# Omnistor awning 5002 help wanted!



## patden (Jul 26, 2010)

Hi, this will be the first but not the last cry for help. We are new members to wild camping as well as new to motorhome owning.
we have bought a motor home which has a omnistor 5002 awning attached, we didnt have a clue what it was at first but we learn quickly...not! 
We opened it up but it seems " too loose" we wound it out as far as it would go but it had no tension in the fabric can anyone help,,,many thanks D&P


----------



## Deleted member 967 (Jul 27, 2010)

patden said:


> Hi, this will be the first but not the last cry for help. We are new members to wild camping as well as new to moorhome owning.
> we have bought a motor home which has a omnistor 5002 awning attached, we didnt have a clue what it was at first but we learn quickly...not!

> _GIVEN INFORMATION_:
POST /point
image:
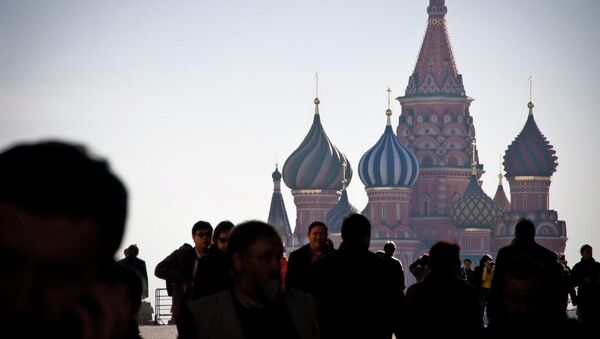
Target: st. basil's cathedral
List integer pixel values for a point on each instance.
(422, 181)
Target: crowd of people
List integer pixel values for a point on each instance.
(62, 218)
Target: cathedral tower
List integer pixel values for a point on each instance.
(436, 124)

--

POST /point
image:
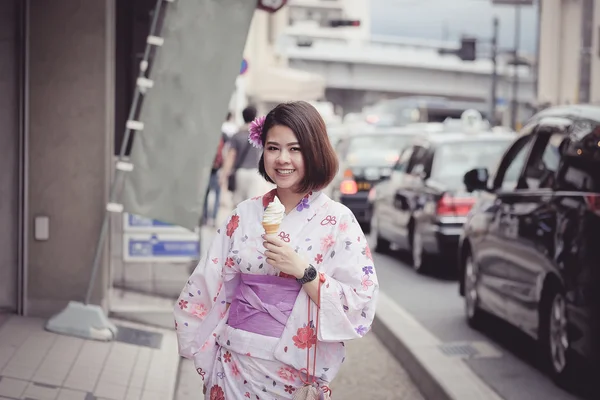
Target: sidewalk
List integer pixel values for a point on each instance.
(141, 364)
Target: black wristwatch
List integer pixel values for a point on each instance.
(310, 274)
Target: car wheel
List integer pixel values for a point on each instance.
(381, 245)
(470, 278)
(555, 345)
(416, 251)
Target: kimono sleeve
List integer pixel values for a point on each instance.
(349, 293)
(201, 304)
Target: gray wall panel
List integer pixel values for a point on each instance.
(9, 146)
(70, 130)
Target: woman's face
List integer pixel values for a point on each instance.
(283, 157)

* * *

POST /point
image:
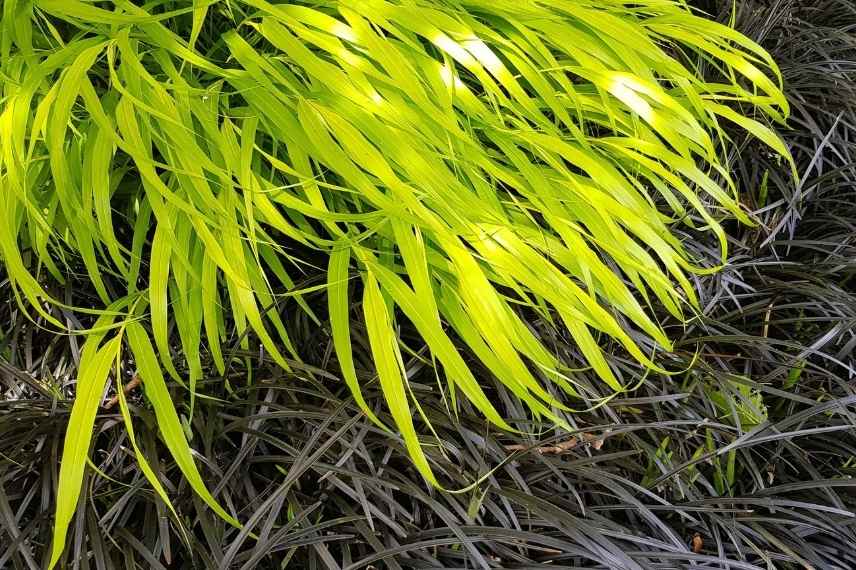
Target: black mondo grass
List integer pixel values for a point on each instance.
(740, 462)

> _PARTS OF THE EXERCISE_:
**1.** List every distinct number that appears in the awning thread, in the order each first shows up.
**2.** Retype the part of the awning thread from "## patden (Jul" up to and including "(Jul 27, 2010)".

> _ANSWERS TO THE EXERCISES_:
**1.** 5002, 26, 2010, 967, 27

**2.**
## patden (Jul 26, 2010)

Hi, this will be the first but not the last cry for help. We are new members to wild camping as well as new to motorhome owning.
we have bought a motor home which has a omnistor 5002 awning attached, we didnt have a clue what it was at first but we learn quickly...not! 
We opened it up but it seems " too loose" we wound it out as far as it would go but it had no tension in the fabric can anyone help,,,many thanks D&P


----------



## Deleted member 967 (Jul 27, 2010)